== PROBLEM REQUIREMENTS ==
List every line in the data below that contains the string "light", matching case exactly.

## START

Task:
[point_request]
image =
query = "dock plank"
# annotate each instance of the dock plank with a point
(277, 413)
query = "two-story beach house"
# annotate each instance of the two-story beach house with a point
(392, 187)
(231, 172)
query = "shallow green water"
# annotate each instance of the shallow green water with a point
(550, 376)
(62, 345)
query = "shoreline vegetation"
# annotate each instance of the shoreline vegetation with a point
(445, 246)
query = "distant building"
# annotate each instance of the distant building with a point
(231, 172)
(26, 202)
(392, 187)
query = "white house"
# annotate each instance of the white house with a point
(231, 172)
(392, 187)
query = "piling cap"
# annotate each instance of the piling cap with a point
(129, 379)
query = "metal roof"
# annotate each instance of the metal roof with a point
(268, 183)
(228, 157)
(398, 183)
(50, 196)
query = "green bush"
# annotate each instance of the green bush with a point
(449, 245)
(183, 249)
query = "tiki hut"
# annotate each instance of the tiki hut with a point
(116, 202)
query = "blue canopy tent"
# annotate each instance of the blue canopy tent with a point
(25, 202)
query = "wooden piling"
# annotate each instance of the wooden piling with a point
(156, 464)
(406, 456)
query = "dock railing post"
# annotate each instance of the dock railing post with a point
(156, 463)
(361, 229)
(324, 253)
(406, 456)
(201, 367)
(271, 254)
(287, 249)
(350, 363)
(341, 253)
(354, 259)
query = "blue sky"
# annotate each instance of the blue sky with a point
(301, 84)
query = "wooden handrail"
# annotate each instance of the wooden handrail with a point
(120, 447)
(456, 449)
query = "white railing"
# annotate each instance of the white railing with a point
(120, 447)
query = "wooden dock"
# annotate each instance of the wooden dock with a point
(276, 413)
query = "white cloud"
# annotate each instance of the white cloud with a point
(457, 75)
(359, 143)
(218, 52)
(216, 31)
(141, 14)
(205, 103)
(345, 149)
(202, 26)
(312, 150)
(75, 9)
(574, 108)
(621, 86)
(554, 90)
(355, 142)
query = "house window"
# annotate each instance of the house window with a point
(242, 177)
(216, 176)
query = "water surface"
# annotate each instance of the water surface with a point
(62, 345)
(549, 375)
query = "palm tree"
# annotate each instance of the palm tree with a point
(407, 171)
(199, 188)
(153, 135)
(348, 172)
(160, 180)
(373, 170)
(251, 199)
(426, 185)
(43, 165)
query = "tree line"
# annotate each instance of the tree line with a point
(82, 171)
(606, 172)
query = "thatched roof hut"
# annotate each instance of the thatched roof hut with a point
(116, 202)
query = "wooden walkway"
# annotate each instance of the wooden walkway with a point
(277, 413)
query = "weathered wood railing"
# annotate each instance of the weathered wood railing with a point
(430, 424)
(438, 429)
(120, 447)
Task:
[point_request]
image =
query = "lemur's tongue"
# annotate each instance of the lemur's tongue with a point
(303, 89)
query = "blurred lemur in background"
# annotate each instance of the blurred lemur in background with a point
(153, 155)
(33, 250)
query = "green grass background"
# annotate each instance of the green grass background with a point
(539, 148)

## END
## START

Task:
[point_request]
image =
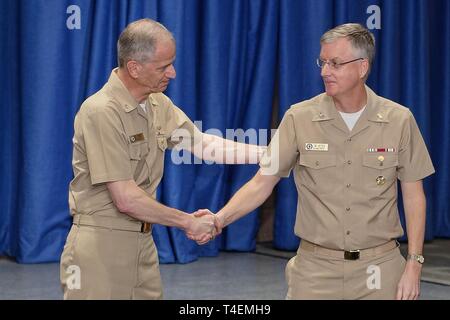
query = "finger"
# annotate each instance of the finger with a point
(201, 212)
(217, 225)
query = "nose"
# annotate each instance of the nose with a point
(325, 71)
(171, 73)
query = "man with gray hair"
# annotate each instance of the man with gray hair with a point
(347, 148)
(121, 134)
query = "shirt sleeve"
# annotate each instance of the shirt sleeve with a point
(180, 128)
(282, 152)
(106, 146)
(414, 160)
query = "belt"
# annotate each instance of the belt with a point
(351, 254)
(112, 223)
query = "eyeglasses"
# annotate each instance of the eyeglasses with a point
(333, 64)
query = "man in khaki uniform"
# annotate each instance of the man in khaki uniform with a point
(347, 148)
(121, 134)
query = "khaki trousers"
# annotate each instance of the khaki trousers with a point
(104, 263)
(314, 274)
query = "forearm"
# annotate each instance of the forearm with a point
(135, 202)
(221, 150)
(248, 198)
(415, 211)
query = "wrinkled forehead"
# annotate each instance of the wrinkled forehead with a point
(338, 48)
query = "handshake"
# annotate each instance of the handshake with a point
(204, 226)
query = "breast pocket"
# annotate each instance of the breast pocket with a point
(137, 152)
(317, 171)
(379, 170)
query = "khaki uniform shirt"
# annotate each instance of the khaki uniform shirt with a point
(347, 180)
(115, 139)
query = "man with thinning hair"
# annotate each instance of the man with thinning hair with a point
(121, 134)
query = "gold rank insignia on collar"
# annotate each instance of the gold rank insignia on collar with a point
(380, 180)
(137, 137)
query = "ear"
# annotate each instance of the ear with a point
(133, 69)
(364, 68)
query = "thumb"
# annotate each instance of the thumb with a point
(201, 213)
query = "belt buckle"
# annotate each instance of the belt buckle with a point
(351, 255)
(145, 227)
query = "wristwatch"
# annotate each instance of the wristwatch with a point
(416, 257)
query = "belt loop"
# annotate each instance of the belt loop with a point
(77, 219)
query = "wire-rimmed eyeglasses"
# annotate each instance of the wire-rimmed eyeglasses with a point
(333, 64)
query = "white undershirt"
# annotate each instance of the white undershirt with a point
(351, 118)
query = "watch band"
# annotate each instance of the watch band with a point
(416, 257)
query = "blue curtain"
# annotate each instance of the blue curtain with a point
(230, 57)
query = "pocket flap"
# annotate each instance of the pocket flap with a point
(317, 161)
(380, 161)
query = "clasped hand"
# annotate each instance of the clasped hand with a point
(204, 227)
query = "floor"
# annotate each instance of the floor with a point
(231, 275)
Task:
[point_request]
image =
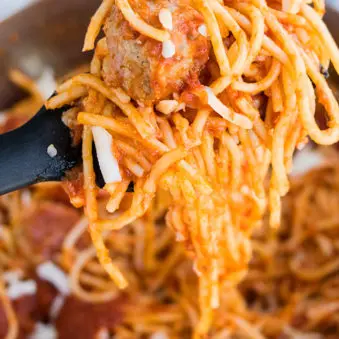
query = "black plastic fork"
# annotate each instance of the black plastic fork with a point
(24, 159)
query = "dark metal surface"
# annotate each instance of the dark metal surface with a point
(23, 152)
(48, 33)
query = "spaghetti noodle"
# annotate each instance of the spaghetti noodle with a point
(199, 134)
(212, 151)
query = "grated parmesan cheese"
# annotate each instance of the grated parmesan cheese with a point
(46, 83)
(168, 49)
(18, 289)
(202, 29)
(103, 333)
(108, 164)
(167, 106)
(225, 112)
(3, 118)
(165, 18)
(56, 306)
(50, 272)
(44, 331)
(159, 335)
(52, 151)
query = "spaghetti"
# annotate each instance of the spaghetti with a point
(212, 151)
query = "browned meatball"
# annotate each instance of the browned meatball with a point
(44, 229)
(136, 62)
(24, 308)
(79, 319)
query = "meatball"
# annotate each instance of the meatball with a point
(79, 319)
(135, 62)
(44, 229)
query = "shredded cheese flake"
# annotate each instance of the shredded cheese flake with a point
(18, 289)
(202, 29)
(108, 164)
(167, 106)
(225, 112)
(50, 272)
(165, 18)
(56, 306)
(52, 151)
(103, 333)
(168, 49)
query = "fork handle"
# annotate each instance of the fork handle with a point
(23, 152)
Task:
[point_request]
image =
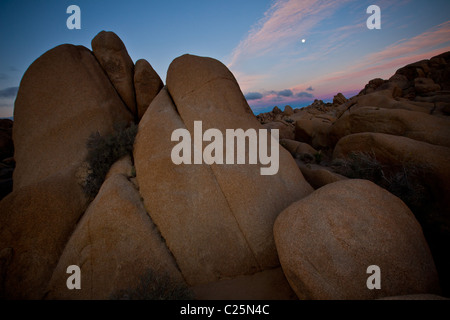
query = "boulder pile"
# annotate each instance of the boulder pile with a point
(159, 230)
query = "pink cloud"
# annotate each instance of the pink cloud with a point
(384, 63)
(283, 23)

## END
## START

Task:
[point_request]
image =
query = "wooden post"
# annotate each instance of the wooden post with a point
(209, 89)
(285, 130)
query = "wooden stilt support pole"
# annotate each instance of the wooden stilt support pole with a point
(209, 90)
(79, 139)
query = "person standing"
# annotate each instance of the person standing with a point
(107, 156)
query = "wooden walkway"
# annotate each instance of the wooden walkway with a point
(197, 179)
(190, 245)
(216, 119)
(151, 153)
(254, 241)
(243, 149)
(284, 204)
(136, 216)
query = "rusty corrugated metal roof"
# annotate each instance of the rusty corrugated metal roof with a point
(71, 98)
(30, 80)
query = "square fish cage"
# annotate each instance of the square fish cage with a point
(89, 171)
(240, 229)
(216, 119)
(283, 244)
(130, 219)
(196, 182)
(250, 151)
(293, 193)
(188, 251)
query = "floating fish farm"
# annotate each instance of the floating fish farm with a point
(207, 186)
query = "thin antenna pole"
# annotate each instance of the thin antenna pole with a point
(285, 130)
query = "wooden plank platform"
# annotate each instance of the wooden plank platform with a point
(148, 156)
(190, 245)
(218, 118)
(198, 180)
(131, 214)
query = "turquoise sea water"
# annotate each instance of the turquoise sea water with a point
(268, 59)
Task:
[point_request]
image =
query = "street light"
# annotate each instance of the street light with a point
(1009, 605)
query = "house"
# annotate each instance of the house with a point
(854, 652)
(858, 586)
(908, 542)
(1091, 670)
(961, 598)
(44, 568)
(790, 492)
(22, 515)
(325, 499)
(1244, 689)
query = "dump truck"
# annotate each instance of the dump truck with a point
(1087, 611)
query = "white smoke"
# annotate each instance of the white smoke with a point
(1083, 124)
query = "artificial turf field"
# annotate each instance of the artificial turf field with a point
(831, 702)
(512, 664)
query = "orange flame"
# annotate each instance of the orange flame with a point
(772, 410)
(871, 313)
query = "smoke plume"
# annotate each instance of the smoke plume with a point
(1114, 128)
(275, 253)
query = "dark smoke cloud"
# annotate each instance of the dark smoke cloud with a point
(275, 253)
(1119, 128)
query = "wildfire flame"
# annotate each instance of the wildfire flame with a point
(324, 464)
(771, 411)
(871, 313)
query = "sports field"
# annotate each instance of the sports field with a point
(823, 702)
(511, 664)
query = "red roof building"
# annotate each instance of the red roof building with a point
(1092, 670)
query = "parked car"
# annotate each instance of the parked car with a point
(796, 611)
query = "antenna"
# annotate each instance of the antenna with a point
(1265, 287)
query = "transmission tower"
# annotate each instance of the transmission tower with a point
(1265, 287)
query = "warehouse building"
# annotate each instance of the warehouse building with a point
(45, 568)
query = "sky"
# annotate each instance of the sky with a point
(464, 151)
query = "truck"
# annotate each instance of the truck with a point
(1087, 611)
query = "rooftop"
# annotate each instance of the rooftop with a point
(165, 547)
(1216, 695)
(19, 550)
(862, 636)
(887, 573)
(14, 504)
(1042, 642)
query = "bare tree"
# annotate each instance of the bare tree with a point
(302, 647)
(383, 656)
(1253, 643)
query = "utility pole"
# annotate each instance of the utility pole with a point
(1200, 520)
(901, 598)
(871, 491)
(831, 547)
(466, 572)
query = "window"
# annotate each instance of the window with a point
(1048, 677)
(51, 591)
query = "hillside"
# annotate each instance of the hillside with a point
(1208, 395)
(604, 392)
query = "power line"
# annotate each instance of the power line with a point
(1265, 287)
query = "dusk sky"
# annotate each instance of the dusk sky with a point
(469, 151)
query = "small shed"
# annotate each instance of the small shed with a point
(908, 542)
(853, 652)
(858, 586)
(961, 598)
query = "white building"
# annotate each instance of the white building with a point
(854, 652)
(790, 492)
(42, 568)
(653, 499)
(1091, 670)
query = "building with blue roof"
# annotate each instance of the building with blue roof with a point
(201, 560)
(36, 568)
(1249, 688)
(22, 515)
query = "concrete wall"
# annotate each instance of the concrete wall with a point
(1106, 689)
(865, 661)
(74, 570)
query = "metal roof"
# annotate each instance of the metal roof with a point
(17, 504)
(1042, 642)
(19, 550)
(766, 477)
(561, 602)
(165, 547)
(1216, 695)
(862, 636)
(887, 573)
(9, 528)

## END

== COMPLETE ANSWER ==
query = "street light"
# annotate each instance of the street light with a point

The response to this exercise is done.